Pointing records

■ ■ ■ ■ ■

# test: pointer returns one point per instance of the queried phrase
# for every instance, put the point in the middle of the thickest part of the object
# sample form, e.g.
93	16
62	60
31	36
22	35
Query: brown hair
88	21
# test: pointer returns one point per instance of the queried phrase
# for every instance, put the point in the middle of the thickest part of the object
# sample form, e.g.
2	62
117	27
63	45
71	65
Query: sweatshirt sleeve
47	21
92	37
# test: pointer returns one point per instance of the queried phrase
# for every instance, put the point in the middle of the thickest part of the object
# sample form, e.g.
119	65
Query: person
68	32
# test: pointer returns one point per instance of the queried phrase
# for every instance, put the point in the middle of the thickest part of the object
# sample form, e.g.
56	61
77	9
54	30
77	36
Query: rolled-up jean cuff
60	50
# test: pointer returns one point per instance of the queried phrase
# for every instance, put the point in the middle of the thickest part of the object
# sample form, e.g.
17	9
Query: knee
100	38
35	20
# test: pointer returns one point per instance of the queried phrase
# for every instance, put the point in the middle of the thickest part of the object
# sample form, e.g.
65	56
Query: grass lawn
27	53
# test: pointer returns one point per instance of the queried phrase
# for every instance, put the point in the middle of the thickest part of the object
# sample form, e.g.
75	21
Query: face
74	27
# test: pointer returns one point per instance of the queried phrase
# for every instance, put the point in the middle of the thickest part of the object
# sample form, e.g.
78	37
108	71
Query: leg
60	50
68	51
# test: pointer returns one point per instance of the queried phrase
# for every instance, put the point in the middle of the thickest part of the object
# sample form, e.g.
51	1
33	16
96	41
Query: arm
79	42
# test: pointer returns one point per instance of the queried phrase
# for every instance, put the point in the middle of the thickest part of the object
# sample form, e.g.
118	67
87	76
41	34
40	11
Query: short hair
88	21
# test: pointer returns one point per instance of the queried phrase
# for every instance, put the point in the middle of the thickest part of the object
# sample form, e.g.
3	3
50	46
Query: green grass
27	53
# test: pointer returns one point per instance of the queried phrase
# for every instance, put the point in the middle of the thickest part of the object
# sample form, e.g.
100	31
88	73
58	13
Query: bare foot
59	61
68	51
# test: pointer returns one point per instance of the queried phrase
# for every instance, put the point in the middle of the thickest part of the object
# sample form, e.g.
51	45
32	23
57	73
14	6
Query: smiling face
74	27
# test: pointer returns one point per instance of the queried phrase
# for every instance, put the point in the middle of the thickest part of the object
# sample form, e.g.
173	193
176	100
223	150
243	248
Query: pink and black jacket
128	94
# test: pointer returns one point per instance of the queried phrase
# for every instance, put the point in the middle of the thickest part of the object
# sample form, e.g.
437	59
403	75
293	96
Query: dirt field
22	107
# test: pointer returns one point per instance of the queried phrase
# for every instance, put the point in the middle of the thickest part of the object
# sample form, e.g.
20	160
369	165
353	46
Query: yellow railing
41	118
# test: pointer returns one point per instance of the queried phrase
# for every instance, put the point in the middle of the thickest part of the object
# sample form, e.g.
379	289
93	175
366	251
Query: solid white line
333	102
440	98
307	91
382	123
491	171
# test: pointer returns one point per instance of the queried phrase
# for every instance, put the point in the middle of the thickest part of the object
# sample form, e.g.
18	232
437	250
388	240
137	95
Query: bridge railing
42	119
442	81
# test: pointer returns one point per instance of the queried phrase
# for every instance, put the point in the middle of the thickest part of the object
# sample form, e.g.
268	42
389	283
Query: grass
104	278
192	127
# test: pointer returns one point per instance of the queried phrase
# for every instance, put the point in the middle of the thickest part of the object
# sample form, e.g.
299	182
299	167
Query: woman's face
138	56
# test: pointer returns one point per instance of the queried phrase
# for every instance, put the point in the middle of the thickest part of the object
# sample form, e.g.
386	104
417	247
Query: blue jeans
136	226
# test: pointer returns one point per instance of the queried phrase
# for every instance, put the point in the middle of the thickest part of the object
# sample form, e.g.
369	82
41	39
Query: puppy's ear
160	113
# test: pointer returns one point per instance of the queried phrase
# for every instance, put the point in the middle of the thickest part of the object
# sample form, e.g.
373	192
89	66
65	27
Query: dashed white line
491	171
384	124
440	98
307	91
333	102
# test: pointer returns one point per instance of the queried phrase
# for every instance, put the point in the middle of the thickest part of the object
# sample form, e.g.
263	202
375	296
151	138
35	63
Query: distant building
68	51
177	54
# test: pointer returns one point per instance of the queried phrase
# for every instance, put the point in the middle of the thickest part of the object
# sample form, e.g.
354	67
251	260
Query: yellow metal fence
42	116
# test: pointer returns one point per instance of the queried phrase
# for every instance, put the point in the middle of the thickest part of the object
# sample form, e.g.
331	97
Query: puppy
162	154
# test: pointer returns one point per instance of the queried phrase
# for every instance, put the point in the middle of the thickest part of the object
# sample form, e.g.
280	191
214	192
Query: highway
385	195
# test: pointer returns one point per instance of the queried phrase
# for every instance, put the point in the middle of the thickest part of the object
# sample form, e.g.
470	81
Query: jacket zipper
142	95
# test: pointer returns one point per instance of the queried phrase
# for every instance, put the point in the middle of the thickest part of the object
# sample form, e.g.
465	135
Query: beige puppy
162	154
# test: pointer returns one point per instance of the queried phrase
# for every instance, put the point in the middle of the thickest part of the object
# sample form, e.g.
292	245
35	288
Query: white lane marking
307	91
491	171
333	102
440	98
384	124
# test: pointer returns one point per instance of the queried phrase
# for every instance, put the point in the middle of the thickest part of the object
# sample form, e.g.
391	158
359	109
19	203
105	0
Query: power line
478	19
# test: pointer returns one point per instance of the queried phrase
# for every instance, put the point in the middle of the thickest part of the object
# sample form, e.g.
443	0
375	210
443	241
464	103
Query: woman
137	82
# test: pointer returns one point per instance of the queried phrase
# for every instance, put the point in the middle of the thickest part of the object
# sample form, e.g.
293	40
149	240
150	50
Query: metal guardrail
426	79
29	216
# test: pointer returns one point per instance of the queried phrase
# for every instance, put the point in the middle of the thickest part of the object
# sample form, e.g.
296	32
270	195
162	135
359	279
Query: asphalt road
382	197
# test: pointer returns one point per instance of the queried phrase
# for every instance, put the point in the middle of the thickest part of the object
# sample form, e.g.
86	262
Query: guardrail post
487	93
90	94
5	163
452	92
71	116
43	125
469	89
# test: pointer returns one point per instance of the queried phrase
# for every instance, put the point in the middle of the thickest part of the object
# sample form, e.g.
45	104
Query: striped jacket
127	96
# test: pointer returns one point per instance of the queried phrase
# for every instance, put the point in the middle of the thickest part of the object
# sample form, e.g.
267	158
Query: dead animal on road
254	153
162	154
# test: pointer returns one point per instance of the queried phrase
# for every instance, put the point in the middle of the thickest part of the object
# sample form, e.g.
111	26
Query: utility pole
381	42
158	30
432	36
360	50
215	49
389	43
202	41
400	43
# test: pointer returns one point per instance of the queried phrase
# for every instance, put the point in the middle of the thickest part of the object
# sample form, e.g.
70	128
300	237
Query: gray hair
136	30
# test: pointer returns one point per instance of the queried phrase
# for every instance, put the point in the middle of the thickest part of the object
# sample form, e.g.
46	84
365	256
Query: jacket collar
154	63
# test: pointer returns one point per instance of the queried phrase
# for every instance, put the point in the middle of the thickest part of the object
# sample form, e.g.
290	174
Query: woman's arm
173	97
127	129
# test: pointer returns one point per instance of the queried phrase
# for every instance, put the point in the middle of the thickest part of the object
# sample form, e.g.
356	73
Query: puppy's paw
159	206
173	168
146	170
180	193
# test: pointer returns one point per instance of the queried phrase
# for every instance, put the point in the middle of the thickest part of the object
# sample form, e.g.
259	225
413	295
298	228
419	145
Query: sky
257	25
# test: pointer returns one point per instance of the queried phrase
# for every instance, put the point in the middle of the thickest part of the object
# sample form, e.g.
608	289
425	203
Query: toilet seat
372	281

■ ■ ■ ■ ■

PROBLEM TO SOLVE: How many lines in the records above contain the string "road"? Reply with the number only.

THE RESULT: 2